*Textausschnitt*
##########

Dokumentation Obersalzberg
Des neue Gebäude wurde am 27. September offiziell eröffnet

Viele Verbrechen hier beschlossen – so der Überfall auf Polen
Von den vielen Massenverbrechen des Nazi-Terrors gebe es kaum eines, das nicht mit dem Obersalzberg verknüpft sei, schildert die Historikerin: „Wir haben 125 Erlässe, Gesetze, die hier auch geplant und durchgesetzt wurden. Beispielhaft kann man nennen, zu Beginn der Diktatur schon, die Zerschlagung der Gewerkschaften. Dann aber auch hier wird der Zweite Weltkrieg de facto beschlossen, der Befehl, der Angriff auf Polen. Dann wird hier auch der Angriff auf die Sowjetunion geplant. Einschlägige Gesetze, Erlässe, die auch den Vernichtungskrieg gegen die Zivilbevölkerung schon mit reinplanen. Aber auch Dinge wie zum Beispiel die sogenannte ‚NS-Euthanasie‘, ein Mordprogramm gegen Menschen mit geistiger und körperlicher Behinderung."

August 1939: Jubel für Hitler beim Salzburger Landestheater
Mehrere Stationen der Ausstellung führen auch nach Salzburg. So besuchte Hitler im August 1939 die Salzburger Festspiele, „lässt sich dort fotografieren, lässt sich auch bejubeln am Balkon von den Salzburgern und Salzburgerinnen“, so die Historikerin. „Ein paar Tage später ist das Treffen mit den Wehrmachtsoffizieren, also der Führung der Wehrmacht, in der eben Adolf Hitler verkündet, jetzt diesen Angriffskrieg auf Polen zu starten.“

Der Berghof selbst steht nicht mehr. Er wurde bei einem US-Bombenangriff zerstört und dann von den fliehenden SS-Truppen noch abgefackelt. 1952 mussten die Ruinen gesprengt werden. Heute sind nur noch dahinterliegende Stützmauern zu sehen.

##########

*Gespeicherte Einträge*
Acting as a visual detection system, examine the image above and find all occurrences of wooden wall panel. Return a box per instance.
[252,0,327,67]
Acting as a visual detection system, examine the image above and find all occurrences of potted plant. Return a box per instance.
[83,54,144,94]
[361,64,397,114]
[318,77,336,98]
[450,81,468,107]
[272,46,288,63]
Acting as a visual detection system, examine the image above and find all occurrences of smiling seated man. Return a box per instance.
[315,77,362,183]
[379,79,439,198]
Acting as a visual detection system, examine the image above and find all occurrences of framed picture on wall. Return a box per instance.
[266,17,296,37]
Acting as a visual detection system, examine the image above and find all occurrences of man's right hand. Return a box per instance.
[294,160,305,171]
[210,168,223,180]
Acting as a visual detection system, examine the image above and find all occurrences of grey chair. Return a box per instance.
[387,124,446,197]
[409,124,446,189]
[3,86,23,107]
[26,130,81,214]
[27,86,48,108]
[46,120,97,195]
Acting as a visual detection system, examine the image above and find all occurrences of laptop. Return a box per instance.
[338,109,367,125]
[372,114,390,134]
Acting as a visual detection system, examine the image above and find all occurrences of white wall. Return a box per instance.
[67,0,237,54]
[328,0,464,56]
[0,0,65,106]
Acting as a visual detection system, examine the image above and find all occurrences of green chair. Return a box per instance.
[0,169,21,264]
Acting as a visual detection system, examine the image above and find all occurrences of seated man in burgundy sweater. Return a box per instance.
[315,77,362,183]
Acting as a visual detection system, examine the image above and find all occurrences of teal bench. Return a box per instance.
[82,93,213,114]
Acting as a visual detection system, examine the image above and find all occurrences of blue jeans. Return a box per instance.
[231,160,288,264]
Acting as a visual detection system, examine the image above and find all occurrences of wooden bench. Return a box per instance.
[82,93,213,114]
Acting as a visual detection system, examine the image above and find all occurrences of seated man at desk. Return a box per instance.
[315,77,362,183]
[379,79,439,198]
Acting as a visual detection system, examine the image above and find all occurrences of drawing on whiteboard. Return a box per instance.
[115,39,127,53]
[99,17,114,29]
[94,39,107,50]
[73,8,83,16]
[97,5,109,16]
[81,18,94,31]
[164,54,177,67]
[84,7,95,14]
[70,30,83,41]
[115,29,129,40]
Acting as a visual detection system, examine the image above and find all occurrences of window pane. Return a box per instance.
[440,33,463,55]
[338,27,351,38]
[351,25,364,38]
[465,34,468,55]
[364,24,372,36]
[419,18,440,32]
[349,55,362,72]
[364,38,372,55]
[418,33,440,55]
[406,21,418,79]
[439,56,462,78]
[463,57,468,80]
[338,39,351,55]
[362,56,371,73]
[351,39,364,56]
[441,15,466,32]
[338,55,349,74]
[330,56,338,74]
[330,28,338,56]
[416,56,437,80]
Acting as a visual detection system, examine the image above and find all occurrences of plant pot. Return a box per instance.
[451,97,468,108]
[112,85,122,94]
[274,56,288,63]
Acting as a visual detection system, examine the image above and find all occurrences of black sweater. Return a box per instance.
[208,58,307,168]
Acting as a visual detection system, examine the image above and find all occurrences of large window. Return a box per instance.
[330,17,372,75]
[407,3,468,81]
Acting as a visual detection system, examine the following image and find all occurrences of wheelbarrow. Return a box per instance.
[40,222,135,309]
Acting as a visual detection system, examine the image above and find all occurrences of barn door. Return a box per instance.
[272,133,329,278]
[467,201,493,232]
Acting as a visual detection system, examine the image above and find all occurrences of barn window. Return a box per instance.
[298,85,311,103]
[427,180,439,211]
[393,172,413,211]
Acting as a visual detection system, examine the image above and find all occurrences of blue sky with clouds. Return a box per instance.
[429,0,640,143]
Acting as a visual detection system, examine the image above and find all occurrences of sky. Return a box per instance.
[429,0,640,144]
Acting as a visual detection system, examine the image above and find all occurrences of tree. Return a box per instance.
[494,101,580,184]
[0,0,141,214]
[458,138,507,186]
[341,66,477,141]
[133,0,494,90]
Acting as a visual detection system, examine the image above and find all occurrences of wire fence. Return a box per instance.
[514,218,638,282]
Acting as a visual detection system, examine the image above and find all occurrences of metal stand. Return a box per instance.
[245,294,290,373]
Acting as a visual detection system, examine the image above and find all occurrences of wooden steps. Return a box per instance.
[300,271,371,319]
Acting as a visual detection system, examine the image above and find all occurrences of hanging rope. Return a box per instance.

##########

*Deine Aufgabe*
Schreibe aus dem Text über den Obersalzberg den Abschnitt von „Der Berghof selbst“ bis „Stützmauern zu sehen.“ wortgetreu ab.

*Ergebnis der Aufgabe*
Der Berghof selbst steht nicht mehr. Er wurde bei einem US-Bombenangriff zerstört und dann von den fliehenden SS-Truppen noch abgefackelt. 1952 mussten die Ruinen gesprengt werden. Heute sind nur noch dahinterliegende Stützmauern zu sehen.